* _What you need to do_
Could you restate, exactly and with nothing added, the lines from the start of the data through the line that holds "Place a point on every instance of the distant", leaving the pictures out?

= = = = = = =

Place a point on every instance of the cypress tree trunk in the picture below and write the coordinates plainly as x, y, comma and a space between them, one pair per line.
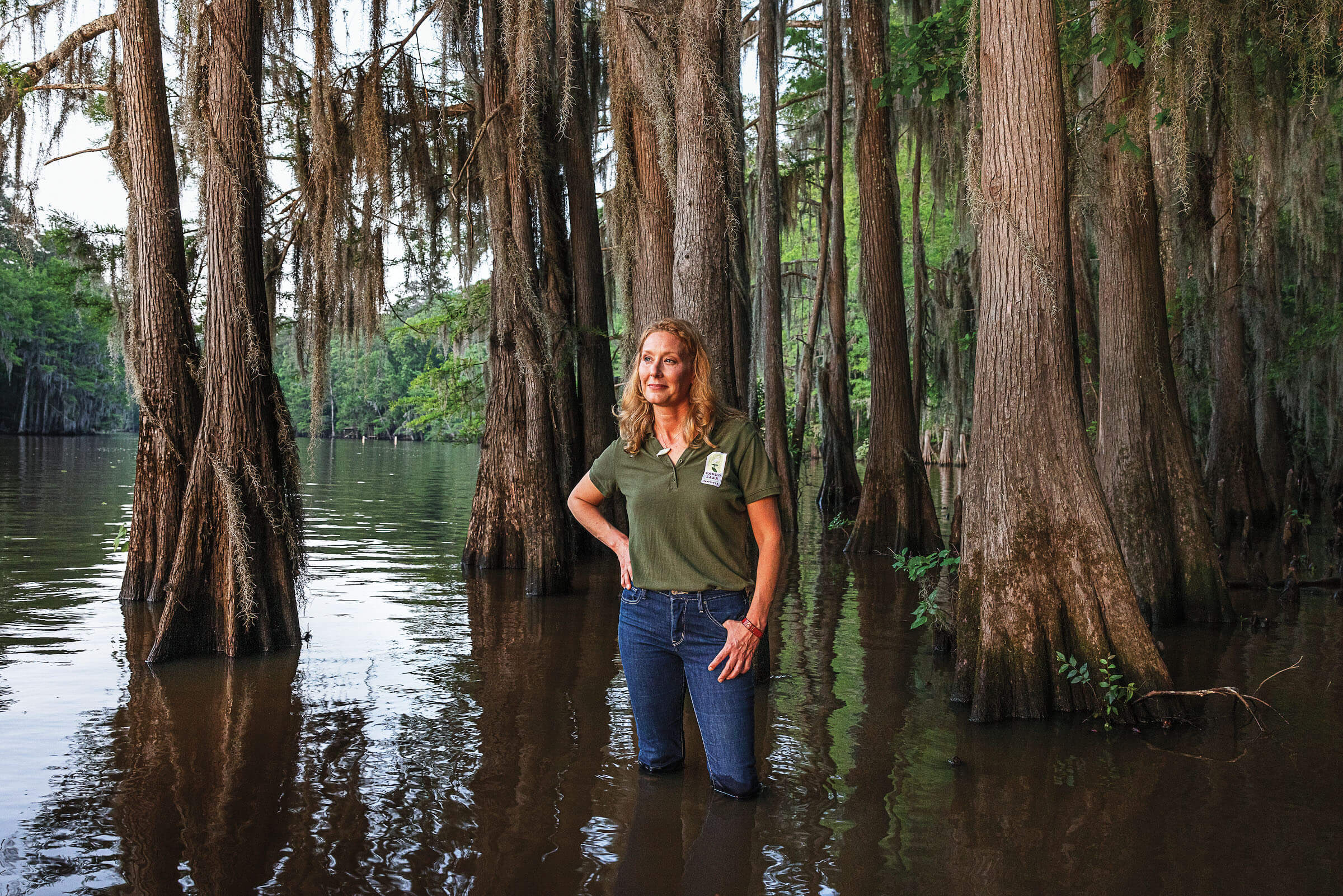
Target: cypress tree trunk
1270, 420
641, 210
840, 484
233, 581
806, 370
160, 341
1233, 464
518, 515
769, 268
595, 379
1041, 571
918, 368
1145, 454
1088, 336
896, 509
707, 163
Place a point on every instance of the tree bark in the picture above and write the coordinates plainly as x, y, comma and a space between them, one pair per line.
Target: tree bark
807, 366
896, 509
918, 368
233, 582
840, 484
1270, 418
160, 341
644, 132
1088, 336
1145, 452
518, 516
1043, 571
595, 377
769, 273
707, 162
1233, 462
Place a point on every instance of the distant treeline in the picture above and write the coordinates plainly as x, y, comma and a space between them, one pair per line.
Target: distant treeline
422, 377
55, 317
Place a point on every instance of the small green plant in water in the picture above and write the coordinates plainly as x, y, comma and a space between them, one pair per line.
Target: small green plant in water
1109, 689
927, 610
918, 567
838, 522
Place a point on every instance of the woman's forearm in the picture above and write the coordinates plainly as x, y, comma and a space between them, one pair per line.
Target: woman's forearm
590, 518
767, 579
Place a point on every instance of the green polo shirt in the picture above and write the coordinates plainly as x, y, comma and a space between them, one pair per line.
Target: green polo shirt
688, 520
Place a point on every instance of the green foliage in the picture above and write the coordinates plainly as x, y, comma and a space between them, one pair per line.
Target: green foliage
838, 522
927, 610
54, 323
918, 566
424, 378
928, 55
1107, 688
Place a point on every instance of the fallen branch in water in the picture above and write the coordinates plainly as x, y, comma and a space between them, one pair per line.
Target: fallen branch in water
1244, 699
1208, 692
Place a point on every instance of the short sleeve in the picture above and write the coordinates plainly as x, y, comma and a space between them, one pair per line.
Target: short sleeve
755, 472
603, 473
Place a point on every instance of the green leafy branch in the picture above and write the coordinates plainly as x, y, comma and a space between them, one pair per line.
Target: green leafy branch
1107, 688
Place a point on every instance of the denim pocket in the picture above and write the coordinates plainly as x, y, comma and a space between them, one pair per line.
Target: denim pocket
730, 606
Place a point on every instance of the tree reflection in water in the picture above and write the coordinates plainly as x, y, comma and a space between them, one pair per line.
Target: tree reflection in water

= = = = = = =

* _Exercise solution_
Place a point on every instance of the cypress tree trunk in the picture below and write the coordinates plainly as x, y, comma and a space between them, one pair per line.
Target: cypress tree trunk
1270, 420
641, 210
840, 484
233, 581
806, 370
160, 341
1233, 464
518, 515
769, 268
595, 379
1041, 571
918, 368
1145, 454
1088, 336
896, 509
707, 163
Place a point on every instance of the tree bark in the picture above and write the coordinates plainly as x, y, comma and a space between them, one pair per line.
Target: tree bark
807, 366
896, 509
918, 368
233, 582
840, 484
1270, 418
160, 341
644, 132
1088, 336
1145, 452
518, 516
1043, 571
595, 377
769, 273
707, 162
1233, 462
Place a point on every instance of the distant treeline in the picture above and write the coordinates plainly as x, y, comma and a space between them, one pair per line.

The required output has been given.